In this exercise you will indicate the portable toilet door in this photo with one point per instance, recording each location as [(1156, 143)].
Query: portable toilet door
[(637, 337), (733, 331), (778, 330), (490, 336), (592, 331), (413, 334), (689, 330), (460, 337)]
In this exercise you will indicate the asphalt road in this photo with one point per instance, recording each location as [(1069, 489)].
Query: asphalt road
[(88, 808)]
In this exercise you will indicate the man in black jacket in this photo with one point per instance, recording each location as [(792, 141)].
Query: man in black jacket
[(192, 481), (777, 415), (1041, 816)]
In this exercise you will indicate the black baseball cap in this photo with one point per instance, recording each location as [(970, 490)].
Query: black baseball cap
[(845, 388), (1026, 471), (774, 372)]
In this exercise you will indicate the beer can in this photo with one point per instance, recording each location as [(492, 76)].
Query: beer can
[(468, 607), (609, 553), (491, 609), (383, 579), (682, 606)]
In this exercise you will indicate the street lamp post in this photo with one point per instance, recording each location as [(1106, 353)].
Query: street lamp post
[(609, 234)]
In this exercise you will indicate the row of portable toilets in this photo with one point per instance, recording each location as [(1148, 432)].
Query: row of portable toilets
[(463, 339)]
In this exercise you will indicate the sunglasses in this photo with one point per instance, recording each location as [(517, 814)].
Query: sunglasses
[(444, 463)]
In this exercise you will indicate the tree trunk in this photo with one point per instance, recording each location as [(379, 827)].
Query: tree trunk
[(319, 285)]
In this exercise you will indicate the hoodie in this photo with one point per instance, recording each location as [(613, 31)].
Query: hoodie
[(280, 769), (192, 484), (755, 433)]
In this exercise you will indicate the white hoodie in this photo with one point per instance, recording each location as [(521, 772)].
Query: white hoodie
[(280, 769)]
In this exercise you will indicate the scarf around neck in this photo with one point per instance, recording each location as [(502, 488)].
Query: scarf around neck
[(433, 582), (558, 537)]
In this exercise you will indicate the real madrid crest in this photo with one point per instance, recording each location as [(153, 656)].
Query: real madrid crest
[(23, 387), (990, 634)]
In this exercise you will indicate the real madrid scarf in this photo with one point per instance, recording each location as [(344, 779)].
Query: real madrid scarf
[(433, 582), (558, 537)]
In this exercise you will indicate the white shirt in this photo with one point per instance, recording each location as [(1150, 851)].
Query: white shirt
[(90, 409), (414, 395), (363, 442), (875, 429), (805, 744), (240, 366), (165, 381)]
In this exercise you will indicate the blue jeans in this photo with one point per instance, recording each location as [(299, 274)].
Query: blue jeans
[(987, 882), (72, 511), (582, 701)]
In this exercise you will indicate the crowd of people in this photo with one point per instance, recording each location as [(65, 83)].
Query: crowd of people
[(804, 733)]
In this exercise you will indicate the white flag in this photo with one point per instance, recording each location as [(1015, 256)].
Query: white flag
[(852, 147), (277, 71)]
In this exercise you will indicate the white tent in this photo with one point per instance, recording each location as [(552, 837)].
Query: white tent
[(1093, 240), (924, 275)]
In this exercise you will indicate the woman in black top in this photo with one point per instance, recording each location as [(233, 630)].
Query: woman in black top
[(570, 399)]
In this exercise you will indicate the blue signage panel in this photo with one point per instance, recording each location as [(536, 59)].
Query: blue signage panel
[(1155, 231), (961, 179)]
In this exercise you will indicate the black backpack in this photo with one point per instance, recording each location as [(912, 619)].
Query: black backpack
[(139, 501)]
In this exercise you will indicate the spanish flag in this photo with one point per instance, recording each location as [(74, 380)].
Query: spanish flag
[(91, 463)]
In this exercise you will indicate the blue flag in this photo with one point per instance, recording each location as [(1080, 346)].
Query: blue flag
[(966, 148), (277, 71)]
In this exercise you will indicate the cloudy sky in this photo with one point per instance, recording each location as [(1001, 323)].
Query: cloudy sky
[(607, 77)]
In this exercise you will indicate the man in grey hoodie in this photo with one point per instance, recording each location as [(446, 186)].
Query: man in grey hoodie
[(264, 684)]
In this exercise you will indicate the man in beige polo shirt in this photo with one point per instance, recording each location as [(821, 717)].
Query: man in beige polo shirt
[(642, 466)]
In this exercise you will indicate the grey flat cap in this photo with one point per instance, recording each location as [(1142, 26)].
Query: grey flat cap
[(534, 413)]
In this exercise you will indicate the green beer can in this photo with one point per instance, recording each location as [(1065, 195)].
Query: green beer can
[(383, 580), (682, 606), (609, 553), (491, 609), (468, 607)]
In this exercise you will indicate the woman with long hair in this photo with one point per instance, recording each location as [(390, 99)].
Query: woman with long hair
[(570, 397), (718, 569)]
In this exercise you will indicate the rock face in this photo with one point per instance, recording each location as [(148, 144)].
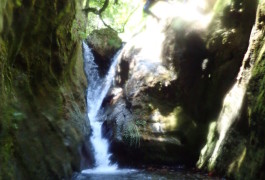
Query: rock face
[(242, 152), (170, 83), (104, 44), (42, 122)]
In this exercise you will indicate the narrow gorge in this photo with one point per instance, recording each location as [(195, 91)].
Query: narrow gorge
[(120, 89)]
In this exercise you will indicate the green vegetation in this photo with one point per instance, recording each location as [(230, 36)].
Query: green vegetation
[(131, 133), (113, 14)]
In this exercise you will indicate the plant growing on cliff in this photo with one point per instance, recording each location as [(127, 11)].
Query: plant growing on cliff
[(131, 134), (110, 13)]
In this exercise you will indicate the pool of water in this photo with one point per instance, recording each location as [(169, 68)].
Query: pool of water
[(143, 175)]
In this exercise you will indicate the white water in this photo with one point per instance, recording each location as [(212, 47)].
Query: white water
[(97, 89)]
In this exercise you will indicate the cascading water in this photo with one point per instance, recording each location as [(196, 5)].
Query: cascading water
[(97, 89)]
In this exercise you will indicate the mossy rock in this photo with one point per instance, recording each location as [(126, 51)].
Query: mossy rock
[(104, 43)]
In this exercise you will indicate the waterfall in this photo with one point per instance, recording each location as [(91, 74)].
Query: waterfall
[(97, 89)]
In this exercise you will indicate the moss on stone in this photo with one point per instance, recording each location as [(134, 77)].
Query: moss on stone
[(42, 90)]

* * *

• **Task**
Set down the entries above word for word, starting at the line containing "In this exercise you will indicate the scarf" and ending with the line containing "[(987, 882), (72, 511), (582, 701)]", both included.

• **Answer to the task**
In this exercise you will indicate the scarf around neck in this photo with one point per instance, recording each location as [(502, 488)].
Query: scarf around neck
[(433, 582), (558, 537)]
In this exercise you will indicate the real madrid crest in this photo with one point per instance, recording each location as [(153, 656)].
Query: real madrid crest
[(23, 387), (990, 634)]
In this exercise you will indicate the real madrid scarf in this photo with one point per instance, recording each location as [(344, 779)].
Query: real madrid scarf
[(433, 582), (558, 537)]
In this exercise you will indicate the white shirt in this photo with one point per instance, recording each location as [(1150, 851)].
Query: white shirt
[(90, 409), (414, 395), (363, 442), (875, 429), (805, 744), (240, 366), (165, 381)]
In this exercise you will indicate the blue jeans in this photo with one point per instance, recording each location as [(299, 274)].
Query: blue jeans
[(987, 882), (72, 511), (582, 701)]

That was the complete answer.